* _Location labeling records_
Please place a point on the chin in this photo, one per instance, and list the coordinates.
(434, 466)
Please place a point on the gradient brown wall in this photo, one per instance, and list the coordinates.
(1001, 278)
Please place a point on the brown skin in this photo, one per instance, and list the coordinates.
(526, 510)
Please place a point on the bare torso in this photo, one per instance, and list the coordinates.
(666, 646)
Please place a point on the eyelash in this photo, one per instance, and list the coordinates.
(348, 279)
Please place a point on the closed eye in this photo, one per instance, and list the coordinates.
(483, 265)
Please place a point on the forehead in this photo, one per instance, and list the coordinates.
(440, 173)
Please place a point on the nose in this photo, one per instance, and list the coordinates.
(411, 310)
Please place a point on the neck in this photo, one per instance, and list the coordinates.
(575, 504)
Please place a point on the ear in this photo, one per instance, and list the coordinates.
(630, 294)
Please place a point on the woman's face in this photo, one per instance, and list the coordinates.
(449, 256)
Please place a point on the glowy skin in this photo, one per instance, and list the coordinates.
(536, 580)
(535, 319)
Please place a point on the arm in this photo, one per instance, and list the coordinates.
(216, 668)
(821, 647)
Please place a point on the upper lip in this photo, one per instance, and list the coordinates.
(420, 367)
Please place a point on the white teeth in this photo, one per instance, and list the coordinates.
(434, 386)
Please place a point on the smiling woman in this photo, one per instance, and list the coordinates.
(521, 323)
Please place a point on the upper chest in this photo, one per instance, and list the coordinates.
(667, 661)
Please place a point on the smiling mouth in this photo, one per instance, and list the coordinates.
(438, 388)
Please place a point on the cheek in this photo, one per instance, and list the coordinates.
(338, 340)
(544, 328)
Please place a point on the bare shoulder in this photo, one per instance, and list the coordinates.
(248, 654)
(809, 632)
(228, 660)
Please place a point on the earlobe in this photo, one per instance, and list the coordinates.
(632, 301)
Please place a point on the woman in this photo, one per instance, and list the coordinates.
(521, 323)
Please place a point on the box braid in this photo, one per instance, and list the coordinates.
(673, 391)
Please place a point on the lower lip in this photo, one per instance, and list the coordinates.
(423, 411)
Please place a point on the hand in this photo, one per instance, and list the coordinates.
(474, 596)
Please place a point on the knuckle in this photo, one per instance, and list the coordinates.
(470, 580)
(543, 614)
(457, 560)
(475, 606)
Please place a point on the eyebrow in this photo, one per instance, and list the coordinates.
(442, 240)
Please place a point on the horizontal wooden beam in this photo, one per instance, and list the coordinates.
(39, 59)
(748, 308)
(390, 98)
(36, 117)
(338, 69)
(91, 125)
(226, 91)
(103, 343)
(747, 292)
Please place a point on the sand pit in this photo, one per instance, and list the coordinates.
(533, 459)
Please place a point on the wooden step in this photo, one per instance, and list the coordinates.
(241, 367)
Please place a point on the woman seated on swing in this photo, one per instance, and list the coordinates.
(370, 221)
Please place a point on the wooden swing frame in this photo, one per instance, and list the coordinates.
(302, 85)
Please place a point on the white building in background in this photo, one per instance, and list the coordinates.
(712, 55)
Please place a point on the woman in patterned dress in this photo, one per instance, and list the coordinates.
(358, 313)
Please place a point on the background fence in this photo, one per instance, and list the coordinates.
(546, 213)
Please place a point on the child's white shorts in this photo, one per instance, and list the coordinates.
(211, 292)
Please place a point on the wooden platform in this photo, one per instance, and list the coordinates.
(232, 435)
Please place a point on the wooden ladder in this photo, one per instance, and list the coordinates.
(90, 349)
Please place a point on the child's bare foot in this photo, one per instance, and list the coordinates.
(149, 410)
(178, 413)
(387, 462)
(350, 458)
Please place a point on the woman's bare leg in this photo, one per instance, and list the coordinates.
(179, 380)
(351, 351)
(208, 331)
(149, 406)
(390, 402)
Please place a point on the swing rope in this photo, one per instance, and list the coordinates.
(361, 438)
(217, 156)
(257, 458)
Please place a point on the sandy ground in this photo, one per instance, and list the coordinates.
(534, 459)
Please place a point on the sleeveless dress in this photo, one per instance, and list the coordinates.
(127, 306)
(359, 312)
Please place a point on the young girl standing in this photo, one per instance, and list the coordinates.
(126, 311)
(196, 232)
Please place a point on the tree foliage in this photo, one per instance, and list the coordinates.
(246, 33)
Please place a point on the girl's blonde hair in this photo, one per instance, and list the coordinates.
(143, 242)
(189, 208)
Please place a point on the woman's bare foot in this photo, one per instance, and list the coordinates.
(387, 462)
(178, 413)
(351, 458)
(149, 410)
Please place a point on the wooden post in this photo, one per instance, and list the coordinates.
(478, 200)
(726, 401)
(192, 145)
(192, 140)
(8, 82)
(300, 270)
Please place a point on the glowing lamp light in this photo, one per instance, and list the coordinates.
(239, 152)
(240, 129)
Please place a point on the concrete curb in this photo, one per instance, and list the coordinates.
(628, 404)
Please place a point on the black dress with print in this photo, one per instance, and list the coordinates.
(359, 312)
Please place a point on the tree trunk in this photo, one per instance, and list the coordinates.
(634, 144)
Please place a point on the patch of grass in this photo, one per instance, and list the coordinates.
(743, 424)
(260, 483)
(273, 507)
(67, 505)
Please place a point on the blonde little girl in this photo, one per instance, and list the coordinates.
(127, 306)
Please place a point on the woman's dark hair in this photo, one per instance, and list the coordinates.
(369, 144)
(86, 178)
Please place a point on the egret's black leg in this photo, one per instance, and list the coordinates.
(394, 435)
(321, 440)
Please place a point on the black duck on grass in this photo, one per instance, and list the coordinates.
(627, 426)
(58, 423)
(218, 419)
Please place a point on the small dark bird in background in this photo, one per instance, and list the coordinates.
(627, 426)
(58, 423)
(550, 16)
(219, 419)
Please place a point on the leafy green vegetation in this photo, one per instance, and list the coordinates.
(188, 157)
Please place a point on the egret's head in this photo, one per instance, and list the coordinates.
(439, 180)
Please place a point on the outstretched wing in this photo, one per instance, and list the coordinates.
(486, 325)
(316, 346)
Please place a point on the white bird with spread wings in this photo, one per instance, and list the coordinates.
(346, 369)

* _Aim of the task_
Quote the listing above word for word, from its first line down through the line containing "(1001, 278)", with that line included.

* _Solution to the problem_
Please place a point on the chin in this photo, one per instance, and list the coordinates.
(434, 466)
Please place a point on the gradient brown wall in this photo, one per instance, and list the coordinates.
(1001, 278)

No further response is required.